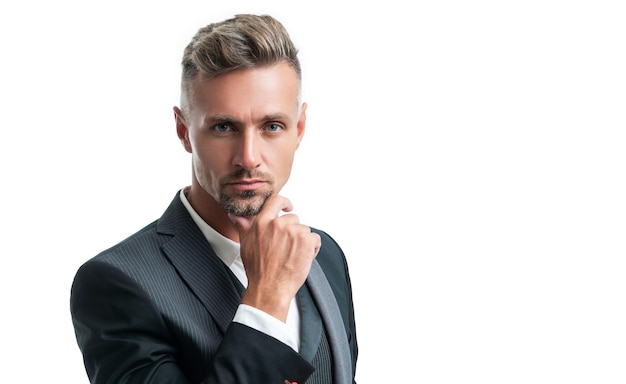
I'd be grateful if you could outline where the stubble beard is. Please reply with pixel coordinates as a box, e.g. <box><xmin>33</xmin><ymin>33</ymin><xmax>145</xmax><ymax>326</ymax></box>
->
<box><xmin>218</xmin><ymin>190</ymin><xmax>273</xmax><ymax>217</ymax></box>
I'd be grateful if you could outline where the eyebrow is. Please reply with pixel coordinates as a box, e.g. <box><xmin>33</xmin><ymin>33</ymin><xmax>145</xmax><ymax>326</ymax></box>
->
<box><xmin>204</xmin><ymin>113</ymin><xmax>287</xmax><ymax>125</ymax></box>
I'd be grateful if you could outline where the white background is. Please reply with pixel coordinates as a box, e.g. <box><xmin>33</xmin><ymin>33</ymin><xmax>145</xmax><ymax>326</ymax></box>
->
<box><xmin>0</xmin><ymin>0</ymin><xmax>626</xmax><ymax>384</ymax></box>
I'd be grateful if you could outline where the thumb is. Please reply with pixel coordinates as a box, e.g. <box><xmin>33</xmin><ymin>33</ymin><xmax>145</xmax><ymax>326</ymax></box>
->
<box><xmin>228</xmin><ymin>213</ymin><xmax>253</xmax><ymax>233</ymax></box>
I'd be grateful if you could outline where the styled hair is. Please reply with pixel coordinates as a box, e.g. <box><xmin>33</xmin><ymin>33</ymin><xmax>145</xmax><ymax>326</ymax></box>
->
<box><xmin>181</xmin><ymin>14</ymin><xmax>302</xmax><ymax>110</ymax></box>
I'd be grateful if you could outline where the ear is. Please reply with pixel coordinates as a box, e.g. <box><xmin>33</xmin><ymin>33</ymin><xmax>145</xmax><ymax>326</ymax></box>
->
<box><xmin>174</xmin><ymin>107</ymin><xmax>191</xmax><ymax>153</ymax></box>
<box><xmin>296</xmin><ymin>103</ymin><xmax>307</xmax><ymax>148</ymax></box>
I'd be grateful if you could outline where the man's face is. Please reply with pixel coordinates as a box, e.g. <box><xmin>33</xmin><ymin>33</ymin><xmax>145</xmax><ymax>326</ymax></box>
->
<box><xmin>177</xmin><ymin>62</ymin><xmax>306</xmax><ymax>216</ymax></box>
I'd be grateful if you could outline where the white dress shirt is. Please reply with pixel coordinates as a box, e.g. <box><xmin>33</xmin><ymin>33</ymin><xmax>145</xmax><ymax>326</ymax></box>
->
<box><xmin>180</xmin><ymin>188</ymin><xmax>300</xmax><ymax>352</ymax></box>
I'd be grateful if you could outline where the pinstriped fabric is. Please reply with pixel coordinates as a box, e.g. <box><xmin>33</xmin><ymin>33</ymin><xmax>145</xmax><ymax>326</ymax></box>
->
<box><xmin>74</xmin><ymin>198</ymin><xmax>352</xmax><ymax>384</ymax></box>
<box><xmin>307</xmin><ymin>260</ymin><xmax>353</xmax><ymax>384</ymax></box>
<box><xmin>306</xmin><ymin>328</ymin><xmax>333</xmax><ymax>384</ymax></box>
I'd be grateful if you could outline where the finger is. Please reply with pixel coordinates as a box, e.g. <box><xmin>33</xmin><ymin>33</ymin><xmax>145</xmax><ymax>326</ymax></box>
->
<box><xmin>311</xmin><ymin>233</ymin><xmax>322</xmax><ymax>257</ymax></box>
<box><xmin>257</xmin><ymin>195</ymin><xmax>293</xmax><ymax>220</ymax></box>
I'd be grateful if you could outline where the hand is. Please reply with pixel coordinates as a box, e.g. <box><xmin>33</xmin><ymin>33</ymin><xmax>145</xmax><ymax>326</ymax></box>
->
<box><xmin>229</xmin><ymin>195</ymin><xmax>321</xmax><ymax>322</ymax></box>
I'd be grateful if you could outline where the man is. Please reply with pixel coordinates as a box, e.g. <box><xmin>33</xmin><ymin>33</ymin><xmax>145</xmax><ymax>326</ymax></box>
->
<box><xmin>70</xmin><ymin>15</ymin><xmax>357</xmax><ymax>384</ymax></box>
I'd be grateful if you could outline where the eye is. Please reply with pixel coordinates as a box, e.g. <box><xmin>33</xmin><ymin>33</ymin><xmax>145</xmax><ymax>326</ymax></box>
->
<box><xmin>265</xmin><ymin>123</ymin><xmax>283</xmax><ymax>132</ymax></box>
<box><xmin>213</xmin><ymin>123</ymin><xmax>233</xmax><ymax>132</ymax></box>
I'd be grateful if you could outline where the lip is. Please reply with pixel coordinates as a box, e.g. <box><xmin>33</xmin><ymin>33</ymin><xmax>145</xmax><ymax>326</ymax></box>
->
<box><xmin>228</xmin><ymin>180</ymin><xmax>265</xmax><ymax>191</ymax></box>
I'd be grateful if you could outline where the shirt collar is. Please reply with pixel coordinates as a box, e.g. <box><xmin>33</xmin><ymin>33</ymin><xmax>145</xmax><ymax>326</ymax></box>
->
<box><xmin>180</xmin><ymin>187</ymin><xmax>239</xmax><ymax>267</ymax></box>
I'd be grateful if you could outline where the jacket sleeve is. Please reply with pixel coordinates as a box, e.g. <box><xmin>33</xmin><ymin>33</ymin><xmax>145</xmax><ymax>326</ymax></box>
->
<box><xmin>70</xmin><ymin>260</ymin><xmax>313</xmax><ymax>384</ymax></box>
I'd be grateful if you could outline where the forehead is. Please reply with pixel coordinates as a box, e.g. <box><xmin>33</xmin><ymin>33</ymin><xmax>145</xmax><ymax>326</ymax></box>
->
<box><xmin>190</xmin><ymin>62</ymin><xmax>300</xmax><ymax>111</ymax></box>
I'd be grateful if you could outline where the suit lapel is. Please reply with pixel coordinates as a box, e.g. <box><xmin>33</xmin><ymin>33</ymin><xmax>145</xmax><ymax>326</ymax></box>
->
<box><xmin>307</xmin><ymin>260</ymin><xmax>352</xmax><ymax>384</ymax></box>
<box><xmin>297</xmin><ymin>284</ymin><xmax>322</xmax><ymax>362</ymax></box>
<box><xmin>157</xmin><ymin>195</ymin><xmax>241</xmax><ymax>332</ymax></box>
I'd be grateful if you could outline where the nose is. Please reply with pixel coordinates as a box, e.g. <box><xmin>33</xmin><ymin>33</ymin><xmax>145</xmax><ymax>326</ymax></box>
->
<box><xmin>234</xmin><ymin>130</ymin><xmax>261</xmax><ymax>170</ymax></box>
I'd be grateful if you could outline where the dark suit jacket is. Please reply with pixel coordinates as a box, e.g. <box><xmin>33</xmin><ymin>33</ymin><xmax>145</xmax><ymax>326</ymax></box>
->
<box><xmin>70</xmin><ymin>194</ymin><xmax>357</xmax><ymax>384</ymax></box>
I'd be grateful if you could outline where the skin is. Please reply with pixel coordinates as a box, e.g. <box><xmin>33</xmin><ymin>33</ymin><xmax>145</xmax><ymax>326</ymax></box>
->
<box><xmin>174</xmin><ymin>62</ymin><xmax>321</xmax><ymax>322</ymax></box>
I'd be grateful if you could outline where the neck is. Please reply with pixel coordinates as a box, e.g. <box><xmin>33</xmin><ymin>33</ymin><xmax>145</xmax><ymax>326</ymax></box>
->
<box><xmin>185</xmin><ymin>184</ymin><xmax>239</xmax><ymax>243</ymax></box>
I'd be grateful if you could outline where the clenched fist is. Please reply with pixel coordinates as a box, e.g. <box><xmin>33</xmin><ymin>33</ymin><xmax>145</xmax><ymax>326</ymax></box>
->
- - - - - - -
DIRECTIONS: Lay out every line of the material above as a numbered list, skipping blank lines and leaving out the pictures.

EXPECTED OUTPUT:
1. I'd be grateful if you could outline where the stubble beard is. Please reply with pixel coordinates as a box, e.g. <box><xmin>33</xmin><ymin>33</ymin><xmax>145</xmax><ymax>326</ymax></box>
2. ->
3. <box><xmin>218</xmin><ymin>190</ymin><xmax>273</xmax><ymax>217</ymax></box>
4. I'd be grateful if you could outline where the eyebrow is. Please reply with pixel coordinates as a box, e.g. <box><xmin>33</xmin><ymin>33</ymin><xmax>145</xmax><ymax>326</ymax></box>
5. ->
6. <box><xmin>204</xmin><ymin>113</ymin><xmax>287</xmax><ymax>125</ymax></box>
7. I'd be grateful if you could outline where the white background is. Please reply with pixel coordinates as a box, e.g. <box><xmin>33</xmin><ymin>33</ymin><xmax>145</xmax><ymax>326</ymax></box>
8. ->
9. <box><xmin>0</xmin><ymin>0</ymin><xmax>626</xmax><ymax>384</ymax></box>
10. I'd be grateful if you could outline where the thumb is. Please reply with pixel coordinates as a box, e.g. <box><xmin>33</xmin><ymin>33</ymin><xmax>145</xmax><ymax>326</ymax></box>
11. ->
12. <box><xmin>228</xmin><ymin>213</ymin><xmax>253</xmax><ymax>233</ymax></box>
13. I'd be grateful if you could outline where the styled hair is. Please reply with pixel coordinates as a box, e.g. <box><xmin>33</xmin><ymin>33</ymin><xmax>145</xmax><ymax>326</ymax></box>
14. ->
15. <box><xmin>181</xmin><ymin>14</ymin><xmax>302</xmax><ymax>110</ymax></box>
16. I'd be grateful if you could outline where the ear is. Please reply with pixel coordinates as a box, e.g. <box><xmin>33</xmin><ymin>33</ymin><xmax>145</xmax><ymax>326</ymax></box>
17. ->
18. <box><xmin>174</xmin><ymin>107</ymin><xmax>191</xmax><ymax>153</ymax></box>
19. <box><xmin>296</xmin><ymin>103</ymin><xmax>307</xmax><ymax>148</ymax></box>
20. I'd be grateful if you could outline where the man's face is. Please reply with pixel coordinates as a box, e.g. <box><xmin>33</xmin><ymin>33</ymin><xmax>145</xmax><ymax>326</ymax></box>
21. ->
22. <box><xmin>177</xmin><ymin>62</ymin><xmax>306</xmax><ymax>216</ymax></box>
23. I'd be grateful if you could outline where the white dress shirt is. Please reply with pixel coordinates as a box, e.g. <box><xmin>33</xmin><ymin>33</ymin><xmax>145</xmax><ymax>326</ymax></box>
24. ->
25. <box><xmin>180</xmin><ymin>188</ymin><xmax>300</xmax><ymax>352</ymax></box>
26. I'd be grateful if you could outline where the pinstriped fabric is. Please reply with pixel coordinates as a box, e.g. <box><xmin>33</xmin><ymin>33</ymin><xmax>145</xmax><ymax>326</ymax></box>
27. ->
28. <box><xmin>74</xmin><ymin>198</ymin><xmax>352</xmax><ymax>384</ymax></box>
29. <box><xmin>307</xmin><ymin>260</ymin><xmax>353</xmax><ymax>384</ymax></box>
30. <box><xmin>306</xmin><ymin>328</ymin><xmax>333</xmax><ymax>384</ymax></box>
31. I'd be grateful if you could outline where the finger is. Please reply with pixel coordinates as a box, e.g. <box><xmin>33</xmin><ymin>33</ymin><xmax>145</xmax><ymax>326</ymax></box>
32. ->
33. <box><xmin>311</xmin><ymin>233</ymin><xmax>322</xmax><ymax>257</ymax></box>
34. <box><xmin>257</xmin><ymin>195</ymin><xmax>293</xmax><ymax>220</ymax></box>
35. I'd be grateful if you could outline where the hand is. Please reply with pixel coordinates as a box, e.g. <box><xmin>33</xmin><ymin>33</ymin><xmax>145</xmax><ymax>326</ymax></box>
36. ->
37. <box><xmin>229</xmin><ymin>195</ymin><xmax>321</xmax><ymax>322</ymax></box>
38. I'd be grateful if you could outline where the man is. Please reply with pixel coordinates as a box, e.g. <box><xmin>33</xmin><ymin>33</ymin><xmax>145</xmax><ymax>326</ymax></box>
39. ->
40. <box><xmin>70</xmin><ymin>15</ymin><xmax>357</xmax><ymax>384</ymax></box>
41. I'd be grateful if you could outline where the eye is. Please reply with pixel coordinates as a box, e.g. <box><xmin>33</xmin><ymin>33</ymin><xmax>145</xmax><ymax>326</ymax></box>
42. ->
43. <box><xmin>265</xmin><ymin>123</ymin><xmax>283</xmax><ymax>132</ymax></box>
44. <box><xmin>213</xmin><ymin>123</ymin><xmax>233</xmax><ymax>132</ymax></box>
45. I'd be grateful if you could outline where the lip is. Please reply with pixel coordinates as a box, e.g. <box><xmin>33</xmin><ymin>33</ymin><xmax>145</xmax><ymax>326</ymax></box>
46. ->
47. <box><xmin>228</xmin><ymin>180</ymin><xmax>265</xmax><ymax>191</ymax></box>
48. I'd be grateful if you could outline where the shirt collar is. Please reply with pixel coordinates as a box, e.g. <box><xmin>33</xmin><ymin>33</ymin><xmax>145</xmax><ymax>326</ymax></box>
49. ->
50. <box><xmin>180</xmin><ymin>187</ymin><xmax>239</xmax><ymax>267</ymax></box>
51. I'd be grateful if you could outline where the jacket sleeve is. Please reply with pixel coordinates as a box, e.g. <box><xmin>33</xmin><ymin>33</ymin><xmax>145</xmax><ymax>326</ymax></box>
52. ->
53. <box><xmin>70</xmin><ymin>260</ymin><xmax>313</xmax><ymax>384</ymax></box>
54. I'd be grateful if you could outline where the forehead is. Please reply with pixel coordinates as a box, e.g. <box><xmin>33</xmin><ymin>33</ymin><xmax>145</xmax><ymax>326</ymax></box>
55. ->
56. <box><xmin>190</xmin><ymin>62</ymin><xmax>300</xmax><ymax>111</ymax></box>
57. I'd be grateful if you could outline where the suit lapel is. Please reply with pixel coordinates as a box, e.g. <box><xmin>33</xmin><ymin>33</ymin><xmax>145</xmax><ymax>326</ymax></box>
58. ->
59. <box><xmin>307</xmin><ymin>260</ymin><xmax>352</xmax><ymax>384</ymax></box>
60. <box><xmin>297</xmin><ymin>284</ymin><xmax>322</xmax><ymax>362</ymax></box>
61. <box><xmin>157</xmin><ymin>195</ymin><xmax>241</xmax><ymax>332</ymax></box>
62. I'd be grateful if you could outline where the nose is. Please reply with pixel coordinates as a box, e.g. <box><xmin>33</xmin><ymin>33</ymin><xmax>145</xmax><ymax>326</ymax></box>
63. ->
64. <box><xmin>234</xmin><ymin>130</ymin><xmax>261</xmax><ymax>170</ymax></box>
65. I'd be grateful if you could outline where the dark suit jacket is. Please reply with pixel coordinates as a box, e.g. <box><xmin>33</xmin><ymin>33</ymin><xmax>145</xmax><ymax>326</ymax></box>
66. ->
67. <box><xmin>70</xmin><ymin>194</ymin><xmax>357</xmax><ymax>384</ymax></box>
68. I'd be grateful if you could outline where the skin is. Please reply with pixel coordinates as a box, e.g. <box><xmin>33</xmin><ymin>33</ymin><xmax>145</xmax><ymax>326</ymax></box>
69. ->
70. <box><xmin>174</xmin><ymin>62</ymin><xmax>321</xmax><ymax>322</ymax></box>
71. I'd be grateful if you could outline where the neck is. Please reply with pixel coordinates as a box, e.g. <box><xmin>33</xmin><ymin>33</ymin><xmax>145</xmax><ymax>326</ymax></box>
72. ->
73. <box><xmin>185</xmin><ymin>184</ymin><xmax>239</xmax><ymax>243</ymax></box>
74. I'd be grateful if you could outline where the clenched fist is. Please reply with pixel coordinates as a box, e.g. <box><xmin>33</xmin><ymin>33</ymin><xmax>145</xmax><ymax>326</ymax></box>
75. ->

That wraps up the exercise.